▶ **WHAT YOU WILL DO**:
From the article below on food loss in Africa, write out word for word the passage that begins with "Taking Stock of" and ends after "harvest food loss?".

▶ **DOCUMENT EXTRACT**:
+ + + + + + +

Taking Stock of What’s Available to Cut Food Loss in Africa

Identifying Resources to Scale Post-Harvest Solutions Through GKI's Social Innovation Lab

How might we determine if we already have sufficient solutions to minimize post harvest food loss?


When talking about food loss in Sub-Saharan Africa, the scope of the problem can be overwhelming.  According to the World Resources Institute and the FAO, approximately 23% of available food in Sub-Saharan Africa is lost or wasted, despite the fact that almost 25% of the sub-continent’s population is undernourished.  In a lot of instances, food loss is preventable.  Many times we already have solutions that are working.  These could be improved food storage options, or smart crop purchasing structures that connect farmers with market demand. So, if the problems are largely preventable, and many solutions already exist, what’s the disconnect?  Why does food loss in Sub-Saharan Africa remain such a persistent, enormous problem?  The challenge largely lies in scale: the solutions to food loss are not known by, or available to, enough people to make a dent in the problem as a whole.


The availability of resources (or lack thereof) is inherent to the question of achieving impact at scale.  While serving as the Social Innovation Lab for The Rockefeller Foundation’s Food Waste and Spoilage Initiative, GKI wanted to dig into the question of what it might take to scale some of the promising initiatives and solutions already being used to fight food loss.

+ + + + + + +

▶ **DATA ROWS**:
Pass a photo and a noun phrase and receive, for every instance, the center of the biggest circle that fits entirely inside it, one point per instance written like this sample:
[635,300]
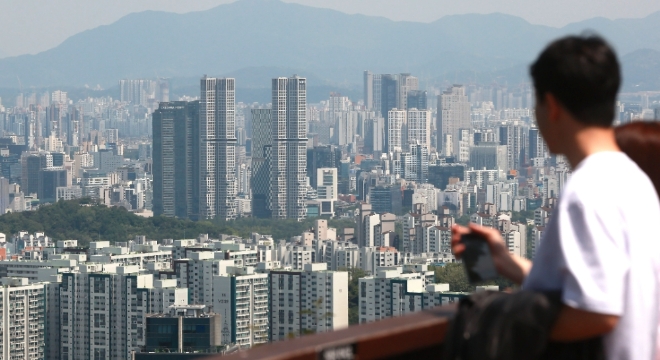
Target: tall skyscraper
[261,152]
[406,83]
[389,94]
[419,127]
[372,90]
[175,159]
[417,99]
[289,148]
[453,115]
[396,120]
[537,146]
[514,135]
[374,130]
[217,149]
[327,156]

+ + + + + + +

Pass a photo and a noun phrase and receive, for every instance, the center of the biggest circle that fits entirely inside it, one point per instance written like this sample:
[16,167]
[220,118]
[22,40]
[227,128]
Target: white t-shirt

+ + + + + + +

▶ **RESULT BELOW**:
Taking Stock of What’s Available to Cut Food Loss in Africa

Identifying Resources to Scale Post-Harvest Solutions Through GKI's Social Innovation Lab

How might we determine if we already have sufficient solutions to minimize post harvest food loss?